Text passage:
──────────────────────────────
The main cathedral: Mayr Tachar
The main cathedral, Mayr Tachar, stands in a quadrangle of hedges and lawn surrounded by 19th-century buildings. By the main entrance at the southern end the large grey 2001 Papal Visit Monument, built for Pope John Paul II's visit and mass in 2001, stands next to the Gevorgian Seminary. The 19th-century seminary was closed in 1921 when Echmiadzin was swamped by refugees from the genocide, and it was forbidden to reopen under Soviet rule.
The main gate leads past the bookshop between buildings holding monastic cells to the central compound. Bearded clergymen in hooded black robes glide along the garden paths around the Mayr Tachar. The three-tiered bell tower at the entrance of the church is richly carved, and dates from 1648. Inside, the church is modest in scale, about 20m by 20m, but the roof gleams with frescoes. At the centre is an altar at the place where St Gregory saw the divine light strike the ground. At the rear of the church, through a door on the right of the altar, is the treasury (working hours 10am-5pm Tue-Sat, 1.30-5pm Sun). It houses 1700 years of treasure collected by the church, including the Holy Lance (Surp Geghard), the weapon used by a Roman soldier to pierce the side of Christ on his way to Calvary. It's a suitably brutish spearhead set into an ornate gold and silver casing. It was brought to Echmiadzin from Geghard Monastery. There is also an image of the Crucifixion, which, according to tradition, was carved by St John. The treasury has relics of the apostles Thaddeus, Peter and Andrew, some in hand or arm-shaped reliquaries, and fragments of the Holy Cross and Noah's Ark.
A door from the treasury leads under the main body of the church to a pagan shrine with a fire altar, seemingly left in situ in case this whole Christianity thing turned out to be a fad and the old faiths reasserted themselves. The shrine can be visited with a prior appointment through a travel agency, or with a bit of luck by asking one of the clerics in the treasury. The gardens of Mayr Tachar have a 1915-23 Genocide Monument and many fine khatchkars assembled from around the country. The archway leading to the Palace of the Catholicos was built by King Trdat III in the 4th century.
──────────────────────────────
Data section:

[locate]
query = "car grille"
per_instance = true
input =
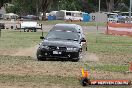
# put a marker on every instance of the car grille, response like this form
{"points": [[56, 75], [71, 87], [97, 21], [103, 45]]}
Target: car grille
{"points": [[57, 48]]}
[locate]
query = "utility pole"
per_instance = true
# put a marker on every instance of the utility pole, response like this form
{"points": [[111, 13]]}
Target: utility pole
{"points": [[130, 11], [99, 5]]}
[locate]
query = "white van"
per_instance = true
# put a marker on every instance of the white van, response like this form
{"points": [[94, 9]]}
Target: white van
{"points": [[112, 17], [69, 15]]}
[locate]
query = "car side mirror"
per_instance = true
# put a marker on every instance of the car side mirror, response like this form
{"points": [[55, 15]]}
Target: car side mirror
{"points": [[41, 37], [83, 40]]}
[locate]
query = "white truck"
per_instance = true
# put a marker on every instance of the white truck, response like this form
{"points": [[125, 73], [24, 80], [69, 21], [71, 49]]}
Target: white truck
{"points": [[69, 15], [30, 26]]}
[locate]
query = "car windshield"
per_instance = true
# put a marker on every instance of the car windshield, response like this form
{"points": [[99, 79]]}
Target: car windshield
{"points": [[64, 28], [64, 35]]}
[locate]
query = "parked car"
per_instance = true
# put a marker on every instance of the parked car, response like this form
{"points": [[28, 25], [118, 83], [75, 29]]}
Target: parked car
{"points": [[2, 26], [29, 17], [65, 44], [69, 27]]}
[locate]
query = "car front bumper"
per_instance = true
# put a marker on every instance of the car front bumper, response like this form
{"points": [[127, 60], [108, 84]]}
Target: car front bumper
{"points": [[58, 54]]}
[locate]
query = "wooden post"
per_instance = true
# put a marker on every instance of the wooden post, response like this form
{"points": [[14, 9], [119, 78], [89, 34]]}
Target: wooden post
{"points": [[0, 32], [130, 67]]}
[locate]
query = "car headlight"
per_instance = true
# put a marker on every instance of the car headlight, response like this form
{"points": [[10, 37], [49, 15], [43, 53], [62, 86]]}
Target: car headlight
{"points": [[72, 49]]}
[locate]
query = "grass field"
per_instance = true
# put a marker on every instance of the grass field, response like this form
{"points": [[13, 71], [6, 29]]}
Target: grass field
{"points": [[113, 53], [53, 22]]}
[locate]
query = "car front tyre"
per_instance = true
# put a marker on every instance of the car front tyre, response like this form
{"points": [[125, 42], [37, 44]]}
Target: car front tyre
{"points": [[41, 58]]}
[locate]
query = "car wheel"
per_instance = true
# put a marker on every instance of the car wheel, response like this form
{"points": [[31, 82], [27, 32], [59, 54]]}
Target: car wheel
{"points": [[40, 58], [85, 82]]}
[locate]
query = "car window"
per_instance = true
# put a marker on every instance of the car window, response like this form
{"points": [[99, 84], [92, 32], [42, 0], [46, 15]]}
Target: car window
{"points": [[64, 35], [64, 28]]}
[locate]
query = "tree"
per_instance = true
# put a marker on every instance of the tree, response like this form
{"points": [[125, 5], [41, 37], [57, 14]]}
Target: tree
{"points": [[44, 4], [3, 1]]}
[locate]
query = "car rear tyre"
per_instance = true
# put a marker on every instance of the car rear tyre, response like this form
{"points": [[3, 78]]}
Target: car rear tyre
{"points": [[75, 59]]}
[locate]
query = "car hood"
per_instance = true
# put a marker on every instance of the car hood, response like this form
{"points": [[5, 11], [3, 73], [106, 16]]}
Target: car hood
{"points": [[63, 43]]}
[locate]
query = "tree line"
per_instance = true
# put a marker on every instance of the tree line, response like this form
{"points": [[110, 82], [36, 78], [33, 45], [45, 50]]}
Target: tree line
{"points": [[23, 7]]}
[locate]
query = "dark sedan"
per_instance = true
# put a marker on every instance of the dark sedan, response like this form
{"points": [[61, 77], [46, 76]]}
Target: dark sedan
{"points": [[62, 44]]}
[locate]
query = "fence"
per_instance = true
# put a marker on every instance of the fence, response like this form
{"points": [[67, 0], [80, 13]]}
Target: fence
{"points": [[119, 29]]}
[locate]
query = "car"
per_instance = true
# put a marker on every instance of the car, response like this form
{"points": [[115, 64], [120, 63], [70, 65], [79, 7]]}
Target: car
{"points": [[29, 17], [64, 44], [70, 27]]}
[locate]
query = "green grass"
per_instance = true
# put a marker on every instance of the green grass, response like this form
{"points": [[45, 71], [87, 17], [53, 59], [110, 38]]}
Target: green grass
{"points": [[16, 39], [53, 22], [100, 44], [71, 81], [109, 44]]}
──────────────────────────────
Required actions:
(1) According to the cathedral text, what year does the bell tower at the church entrance date from?
(2) Please continue the cathedral text from its final sentence with a short paragraph in the same guidebook style.
The records come from a different source than the cathedral text.

Answers below:
(1) 1648.

(2)
The Cathedral Museum (10.00-17.00, closed Mon, Sun it opens only after the end of the service - usually around 13.30 but later if there is something special such as an ordination; guided tours only) is reached through a door to the right of the altar dais. The museum isn't well labelled but English-speaking deacons are available who will also take visitors down to the old altar of the original pagan temple before requesting a donation. The treasury contains some curious items including what is claimed to be the lance which pierced the side of Christ, brought to Armenia by the apostle Thaddeus and long kept at Geghard, the hand of St Gregory the Illuminator, wood from Noah's Ark (carbon-dated to 6,000 years old), a drop of St Hripsime's blood and similar relics as well as more ordinary ecclesiastical pieces. Interested visitors can also arrange in advance (through a tour operator in Yerevan) for admission to the separate Treasury Museum in the Old Residence where a similar collection of historic ecclesiastical items is displayed.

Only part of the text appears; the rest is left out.